● **PASSAGE SHOWN**:
◇ ◇ ◇ ◇

We have seen our fair share of strong tropical storm systems with Isaias just last year, Sandy in 2012 and Irene in 2011.

"It’s kind of like shooting the dice isn’t it, especially with climate change and the frequency of the storms so it’s one of those…we’re due," John Shappy of Milford said.

Those storms resulted in hundreds of thousands of power outages and in fact were all in the top five for peak outages, according to Eversource.

One of the reasons why Connecticut is so vulnerable to extended power outages is because of our extensive tree cover.

“We have one of the most heavily wooded states in the country and we have to continually point to the trees which we all love and we understand but they can cause problems at times," Eversource spokesperson Mitch Gross said.

Tropical Storm Isaias took down 1% of the trees throughout the state. A stronger storm would be far worse.

PHOTOS: Tropical Storm Isaias Rips Across Connecticut

"You’re talking about sustained winds 74 mph with higher gusts, in terms of trees down maybe 20% of trees down in Connecticut, and you could be looking at power outages one to two weeks or even longer," Vaz said.

This means that the amount of damage could increase by 20 times what we saw from Tropical Storm Isaias.

According to a report from the Connecticut Division of Emergency Management and Homeland Security (DEMHS) it's estimated that a Category 2 hurricane could take down 40% of the trees and result in power outages for a month. A Category 3 Hurricane could take down 50% of trees and result in power outages for months.

“If you were to lose power for a month would that be an inconvenience? Huh you’re talking disaster for a month," Bid Gould from Clinton said.

◇ ◇ ◇ ◇

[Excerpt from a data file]
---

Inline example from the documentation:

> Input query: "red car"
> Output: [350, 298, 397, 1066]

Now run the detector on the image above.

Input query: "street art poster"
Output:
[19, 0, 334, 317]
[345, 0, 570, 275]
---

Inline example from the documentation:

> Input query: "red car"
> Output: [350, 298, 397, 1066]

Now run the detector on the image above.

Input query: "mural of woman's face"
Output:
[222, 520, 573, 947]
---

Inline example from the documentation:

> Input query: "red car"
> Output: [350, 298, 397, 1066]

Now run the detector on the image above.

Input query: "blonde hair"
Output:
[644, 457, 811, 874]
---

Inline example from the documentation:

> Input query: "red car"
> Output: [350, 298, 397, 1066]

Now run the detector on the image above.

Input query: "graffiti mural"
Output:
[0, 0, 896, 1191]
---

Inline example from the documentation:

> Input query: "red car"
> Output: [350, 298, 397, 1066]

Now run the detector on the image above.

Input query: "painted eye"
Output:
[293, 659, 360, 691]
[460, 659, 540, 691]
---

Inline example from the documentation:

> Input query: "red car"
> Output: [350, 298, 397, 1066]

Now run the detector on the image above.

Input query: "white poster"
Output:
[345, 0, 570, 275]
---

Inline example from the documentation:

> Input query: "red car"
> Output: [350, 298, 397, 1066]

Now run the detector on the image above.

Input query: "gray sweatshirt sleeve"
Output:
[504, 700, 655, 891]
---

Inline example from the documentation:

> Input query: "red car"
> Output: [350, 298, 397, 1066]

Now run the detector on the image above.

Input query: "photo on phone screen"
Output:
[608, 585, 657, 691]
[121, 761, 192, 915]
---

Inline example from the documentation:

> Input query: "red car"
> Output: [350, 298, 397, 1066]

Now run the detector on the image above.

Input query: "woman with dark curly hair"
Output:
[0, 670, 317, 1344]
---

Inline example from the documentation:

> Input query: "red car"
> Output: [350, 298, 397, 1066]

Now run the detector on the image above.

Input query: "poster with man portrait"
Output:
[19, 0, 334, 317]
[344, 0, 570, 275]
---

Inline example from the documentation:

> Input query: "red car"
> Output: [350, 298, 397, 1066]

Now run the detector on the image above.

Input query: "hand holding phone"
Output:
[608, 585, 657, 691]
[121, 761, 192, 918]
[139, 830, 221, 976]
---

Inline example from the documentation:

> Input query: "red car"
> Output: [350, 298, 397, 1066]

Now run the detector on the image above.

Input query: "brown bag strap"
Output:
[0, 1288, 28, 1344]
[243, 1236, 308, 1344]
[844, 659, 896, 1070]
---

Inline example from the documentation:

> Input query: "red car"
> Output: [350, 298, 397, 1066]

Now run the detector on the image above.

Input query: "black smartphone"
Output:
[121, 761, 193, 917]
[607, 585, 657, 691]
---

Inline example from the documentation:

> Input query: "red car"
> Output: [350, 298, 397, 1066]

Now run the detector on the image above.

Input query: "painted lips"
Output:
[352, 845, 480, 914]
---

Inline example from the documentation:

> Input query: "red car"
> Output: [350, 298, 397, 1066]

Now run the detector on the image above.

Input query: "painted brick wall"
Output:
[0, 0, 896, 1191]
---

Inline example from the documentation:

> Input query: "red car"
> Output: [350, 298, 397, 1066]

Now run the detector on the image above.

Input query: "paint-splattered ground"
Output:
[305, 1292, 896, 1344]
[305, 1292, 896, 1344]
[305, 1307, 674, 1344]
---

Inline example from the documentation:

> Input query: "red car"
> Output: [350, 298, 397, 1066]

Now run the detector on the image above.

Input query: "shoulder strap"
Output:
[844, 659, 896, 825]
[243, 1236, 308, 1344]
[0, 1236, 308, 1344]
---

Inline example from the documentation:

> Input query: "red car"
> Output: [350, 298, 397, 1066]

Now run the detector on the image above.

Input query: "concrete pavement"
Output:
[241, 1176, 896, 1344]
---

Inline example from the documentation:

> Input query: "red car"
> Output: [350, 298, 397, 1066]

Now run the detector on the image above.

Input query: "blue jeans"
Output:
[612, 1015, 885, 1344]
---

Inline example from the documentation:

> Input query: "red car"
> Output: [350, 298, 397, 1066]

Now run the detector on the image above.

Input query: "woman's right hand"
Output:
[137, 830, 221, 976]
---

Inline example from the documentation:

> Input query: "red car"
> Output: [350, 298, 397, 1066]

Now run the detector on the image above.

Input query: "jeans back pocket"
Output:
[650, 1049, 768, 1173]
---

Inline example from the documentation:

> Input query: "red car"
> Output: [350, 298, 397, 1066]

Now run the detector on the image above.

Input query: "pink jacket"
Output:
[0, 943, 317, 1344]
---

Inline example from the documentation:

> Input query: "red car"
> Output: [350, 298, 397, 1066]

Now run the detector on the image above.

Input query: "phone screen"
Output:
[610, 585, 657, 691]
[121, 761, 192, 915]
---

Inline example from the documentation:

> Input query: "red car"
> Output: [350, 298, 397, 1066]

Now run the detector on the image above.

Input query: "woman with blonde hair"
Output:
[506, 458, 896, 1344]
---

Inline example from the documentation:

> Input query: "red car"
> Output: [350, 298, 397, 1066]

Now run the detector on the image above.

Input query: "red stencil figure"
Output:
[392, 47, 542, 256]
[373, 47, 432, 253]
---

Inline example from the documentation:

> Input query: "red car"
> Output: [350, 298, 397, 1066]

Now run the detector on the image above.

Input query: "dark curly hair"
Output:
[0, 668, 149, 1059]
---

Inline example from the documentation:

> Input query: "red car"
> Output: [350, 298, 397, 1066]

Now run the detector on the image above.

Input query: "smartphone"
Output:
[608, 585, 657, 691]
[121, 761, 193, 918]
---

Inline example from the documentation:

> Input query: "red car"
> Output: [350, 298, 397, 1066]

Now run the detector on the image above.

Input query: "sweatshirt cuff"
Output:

◇ ◇ ◇ ◇

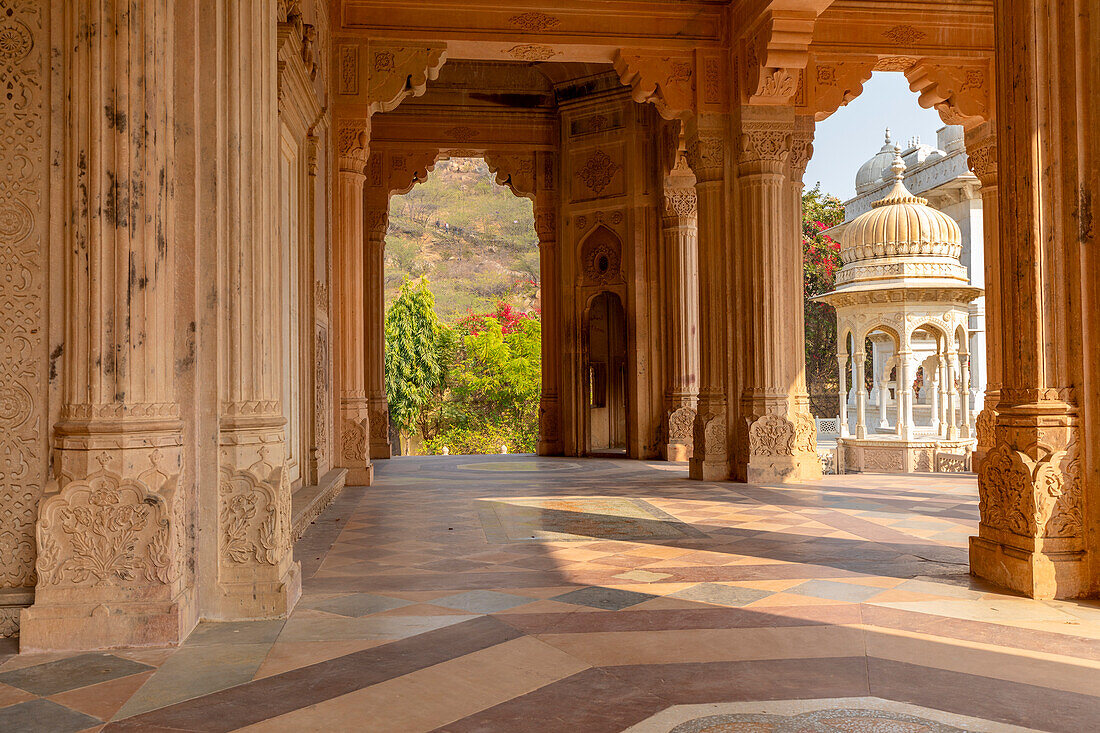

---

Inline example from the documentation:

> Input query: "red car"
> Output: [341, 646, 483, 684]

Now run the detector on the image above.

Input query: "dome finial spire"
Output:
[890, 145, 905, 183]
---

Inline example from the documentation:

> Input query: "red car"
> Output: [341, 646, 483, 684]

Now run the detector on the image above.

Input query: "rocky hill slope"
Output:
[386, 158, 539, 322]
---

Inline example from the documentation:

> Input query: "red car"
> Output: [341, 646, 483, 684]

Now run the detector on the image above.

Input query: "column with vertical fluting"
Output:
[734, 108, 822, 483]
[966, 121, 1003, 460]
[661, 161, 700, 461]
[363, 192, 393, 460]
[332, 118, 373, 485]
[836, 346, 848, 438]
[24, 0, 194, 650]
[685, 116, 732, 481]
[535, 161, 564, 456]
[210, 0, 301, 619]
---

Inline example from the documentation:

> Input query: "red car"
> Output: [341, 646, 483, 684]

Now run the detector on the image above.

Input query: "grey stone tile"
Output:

◇ ◇ ◇ ◇

● **THE REQUEST**:
Could you restate the storm article starting at "Those storms resulted" and ending at "be far worse.", substituting "blackouts" for "power outages" wherever it occurs? Rely on the storm article alone.

● **IN RESPONSE**:
Those storms resulted in hundreds of thousands of blackouts and in fact were all in the top five for peak outages, according to Eversource.

One of the reasons why Connecticut is so vulnerable to extended blackouts is because of our extensive tree cover.

“We have one of the most heavily wooded states in the country and we have to continually point to the trees which we all love and we understand but they can cause problems at times," Eversource spokesperson Mitch Gross said.

Tropical Storm Isaias took down 1% of the trees throughout the state. A stronger storm would be far worse.